WHAT TO DO |
Copy out, word for word, everything from the start of the rows down to the line containing "x=46, y=825", with that line included.

[Data records]

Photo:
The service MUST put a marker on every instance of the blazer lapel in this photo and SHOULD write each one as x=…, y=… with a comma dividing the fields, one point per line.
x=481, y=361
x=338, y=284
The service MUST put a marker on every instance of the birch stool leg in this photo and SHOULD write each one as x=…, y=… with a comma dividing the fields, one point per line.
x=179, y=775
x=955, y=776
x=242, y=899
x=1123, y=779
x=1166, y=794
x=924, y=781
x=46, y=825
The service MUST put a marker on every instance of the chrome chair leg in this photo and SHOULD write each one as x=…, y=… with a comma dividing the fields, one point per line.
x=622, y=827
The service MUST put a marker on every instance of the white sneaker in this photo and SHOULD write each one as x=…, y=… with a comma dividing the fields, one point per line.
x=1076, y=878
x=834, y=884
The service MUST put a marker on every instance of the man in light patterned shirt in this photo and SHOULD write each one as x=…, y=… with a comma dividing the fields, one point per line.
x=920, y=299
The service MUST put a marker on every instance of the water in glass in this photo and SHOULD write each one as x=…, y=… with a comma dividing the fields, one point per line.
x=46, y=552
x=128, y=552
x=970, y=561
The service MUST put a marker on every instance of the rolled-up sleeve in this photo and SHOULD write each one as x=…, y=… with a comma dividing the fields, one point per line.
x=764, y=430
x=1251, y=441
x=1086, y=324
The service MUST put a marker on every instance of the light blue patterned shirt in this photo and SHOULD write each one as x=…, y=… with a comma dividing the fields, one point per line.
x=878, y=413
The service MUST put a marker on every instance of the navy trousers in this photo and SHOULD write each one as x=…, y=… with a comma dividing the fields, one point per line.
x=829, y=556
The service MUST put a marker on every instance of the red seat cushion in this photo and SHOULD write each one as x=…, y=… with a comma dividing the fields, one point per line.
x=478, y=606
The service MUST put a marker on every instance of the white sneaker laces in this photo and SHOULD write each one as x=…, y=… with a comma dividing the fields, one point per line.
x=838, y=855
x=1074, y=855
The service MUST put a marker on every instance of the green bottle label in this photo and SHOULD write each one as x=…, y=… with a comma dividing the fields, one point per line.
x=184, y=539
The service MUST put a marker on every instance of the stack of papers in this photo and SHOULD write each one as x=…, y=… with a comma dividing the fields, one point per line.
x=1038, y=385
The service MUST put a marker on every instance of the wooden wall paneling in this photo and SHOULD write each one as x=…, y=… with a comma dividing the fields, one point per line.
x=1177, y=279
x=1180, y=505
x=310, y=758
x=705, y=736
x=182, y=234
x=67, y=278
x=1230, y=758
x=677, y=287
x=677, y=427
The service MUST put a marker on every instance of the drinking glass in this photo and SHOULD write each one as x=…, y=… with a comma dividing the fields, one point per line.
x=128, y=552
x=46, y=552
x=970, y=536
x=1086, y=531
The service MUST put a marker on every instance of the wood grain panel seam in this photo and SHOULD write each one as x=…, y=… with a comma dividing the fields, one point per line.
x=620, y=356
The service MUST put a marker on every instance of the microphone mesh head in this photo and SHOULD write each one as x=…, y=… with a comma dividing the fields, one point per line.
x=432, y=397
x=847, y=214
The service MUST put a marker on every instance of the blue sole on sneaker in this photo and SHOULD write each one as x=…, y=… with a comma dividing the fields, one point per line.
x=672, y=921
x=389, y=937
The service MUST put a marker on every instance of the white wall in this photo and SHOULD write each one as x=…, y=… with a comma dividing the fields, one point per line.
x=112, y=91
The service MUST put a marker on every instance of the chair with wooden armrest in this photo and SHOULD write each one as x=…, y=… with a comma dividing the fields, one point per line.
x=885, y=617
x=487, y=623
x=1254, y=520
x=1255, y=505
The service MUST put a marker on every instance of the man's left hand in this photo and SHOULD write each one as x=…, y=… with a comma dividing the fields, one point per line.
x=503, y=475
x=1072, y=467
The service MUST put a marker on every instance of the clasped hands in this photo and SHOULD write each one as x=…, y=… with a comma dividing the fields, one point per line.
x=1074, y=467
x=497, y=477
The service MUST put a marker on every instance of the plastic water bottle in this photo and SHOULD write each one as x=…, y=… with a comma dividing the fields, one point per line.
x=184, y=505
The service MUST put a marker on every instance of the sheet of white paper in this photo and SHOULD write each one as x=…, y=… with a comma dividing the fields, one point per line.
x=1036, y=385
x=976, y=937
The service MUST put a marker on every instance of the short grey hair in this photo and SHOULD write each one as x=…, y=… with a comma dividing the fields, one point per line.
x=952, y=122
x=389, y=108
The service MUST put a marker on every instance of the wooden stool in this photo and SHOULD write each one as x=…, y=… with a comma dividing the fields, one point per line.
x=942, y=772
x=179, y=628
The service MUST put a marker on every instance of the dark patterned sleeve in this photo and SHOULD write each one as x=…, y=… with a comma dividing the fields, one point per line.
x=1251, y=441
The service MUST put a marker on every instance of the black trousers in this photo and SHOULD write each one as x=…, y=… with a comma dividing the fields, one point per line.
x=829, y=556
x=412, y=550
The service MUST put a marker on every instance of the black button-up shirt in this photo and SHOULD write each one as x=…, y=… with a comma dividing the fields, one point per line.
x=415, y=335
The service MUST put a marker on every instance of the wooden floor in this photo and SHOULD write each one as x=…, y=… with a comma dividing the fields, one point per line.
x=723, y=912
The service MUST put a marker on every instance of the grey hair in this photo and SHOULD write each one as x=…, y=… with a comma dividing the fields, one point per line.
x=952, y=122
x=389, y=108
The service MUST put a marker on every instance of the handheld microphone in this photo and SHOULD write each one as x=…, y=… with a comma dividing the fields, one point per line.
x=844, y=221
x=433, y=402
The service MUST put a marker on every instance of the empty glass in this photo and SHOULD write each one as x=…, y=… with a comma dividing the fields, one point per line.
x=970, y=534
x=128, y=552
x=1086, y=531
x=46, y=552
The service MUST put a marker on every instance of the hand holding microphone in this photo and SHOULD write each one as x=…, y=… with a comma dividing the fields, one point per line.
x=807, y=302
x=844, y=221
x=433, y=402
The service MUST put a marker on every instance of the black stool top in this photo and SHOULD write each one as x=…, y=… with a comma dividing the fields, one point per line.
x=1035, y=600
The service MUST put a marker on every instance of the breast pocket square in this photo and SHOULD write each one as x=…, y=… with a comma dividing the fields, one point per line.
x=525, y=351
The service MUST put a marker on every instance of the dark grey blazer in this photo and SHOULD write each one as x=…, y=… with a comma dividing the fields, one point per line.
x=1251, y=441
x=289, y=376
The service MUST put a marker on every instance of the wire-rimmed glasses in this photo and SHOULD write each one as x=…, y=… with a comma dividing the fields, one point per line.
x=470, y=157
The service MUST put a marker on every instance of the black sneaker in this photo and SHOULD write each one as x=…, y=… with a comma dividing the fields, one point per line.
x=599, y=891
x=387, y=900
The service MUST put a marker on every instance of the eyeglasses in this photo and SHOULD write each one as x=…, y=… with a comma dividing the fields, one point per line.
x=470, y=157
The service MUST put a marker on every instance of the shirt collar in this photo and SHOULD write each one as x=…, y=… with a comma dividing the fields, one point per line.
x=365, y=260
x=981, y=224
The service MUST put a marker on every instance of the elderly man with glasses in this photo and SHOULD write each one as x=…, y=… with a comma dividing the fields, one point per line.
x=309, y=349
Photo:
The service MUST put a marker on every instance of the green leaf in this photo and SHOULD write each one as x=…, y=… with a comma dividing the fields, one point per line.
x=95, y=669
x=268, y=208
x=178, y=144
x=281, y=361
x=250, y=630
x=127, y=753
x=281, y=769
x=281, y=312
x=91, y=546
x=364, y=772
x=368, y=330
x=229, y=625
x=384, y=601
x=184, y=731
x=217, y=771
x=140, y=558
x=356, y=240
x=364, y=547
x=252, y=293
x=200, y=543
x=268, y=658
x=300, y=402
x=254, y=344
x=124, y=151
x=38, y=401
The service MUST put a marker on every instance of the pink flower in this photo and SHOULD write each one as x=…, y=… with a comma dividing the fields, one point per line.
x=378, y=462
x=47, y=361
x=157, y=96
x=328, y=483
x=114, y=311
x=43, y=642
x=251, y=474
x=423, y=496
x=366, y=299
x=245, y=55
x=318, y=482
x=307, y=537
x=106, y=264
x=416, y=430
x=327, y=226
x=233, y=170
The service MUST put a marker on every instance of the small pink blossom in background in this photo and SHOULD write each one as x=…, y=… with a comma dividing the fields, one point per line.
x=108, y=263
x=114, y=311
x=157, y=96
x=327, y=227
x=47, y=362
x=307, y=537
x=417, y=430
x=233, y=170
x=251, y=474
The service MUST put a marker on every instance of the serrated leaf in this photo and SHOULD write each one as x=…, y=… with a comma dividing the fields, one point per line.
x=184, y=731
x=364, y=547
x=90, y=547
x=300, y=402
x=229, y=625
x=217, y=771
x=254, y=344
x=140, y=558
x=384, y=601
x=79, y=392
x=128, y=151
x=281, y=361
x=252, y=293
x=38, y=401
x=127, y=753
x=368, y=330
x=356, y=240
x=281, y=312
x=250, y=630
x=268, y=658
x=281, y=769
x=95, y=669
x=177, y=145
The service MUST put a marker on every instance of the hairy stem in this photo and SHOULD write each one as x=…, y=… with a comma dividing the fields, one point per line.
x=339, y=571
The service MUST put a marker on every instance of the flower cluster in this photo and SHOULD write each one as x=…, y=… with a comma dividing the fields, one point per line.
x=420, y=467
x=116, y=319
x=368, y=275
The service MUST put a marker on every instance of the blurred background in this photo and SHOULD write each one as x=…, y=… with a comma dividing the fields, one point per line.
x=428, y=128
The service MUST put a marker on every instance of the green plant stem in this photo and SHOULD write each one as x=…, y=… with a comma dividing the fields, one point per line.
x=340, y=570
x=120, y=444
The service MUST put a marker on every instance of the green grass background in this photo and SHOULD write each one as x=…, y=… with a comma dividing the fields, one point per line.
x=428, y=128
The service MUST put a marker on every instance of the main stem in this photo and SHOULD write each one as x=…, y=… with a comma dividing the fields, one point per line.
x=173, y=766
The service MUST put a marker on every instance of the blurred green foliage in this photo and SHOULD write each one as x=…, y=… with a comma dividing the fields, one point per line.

IN RESPONSE |
Photo:
The service MUST put a marker on every instance of the blazer lapel in this photo and SHOULD write each one as x=…, y=… with a comma dividing the fields, one point per line.
x=481, y=361
x=338, y=284
The service MUST put a marker on every instance of the birch stool leg in this photo and SHOULD write each one as x=…, y=… with a comma dividing the fields, one point per line.
x=179, y=775
x=955, y=776
x=242, y=899
x=1123, y=779
x=1166, y=794
x=924, y=781
x=46, y=825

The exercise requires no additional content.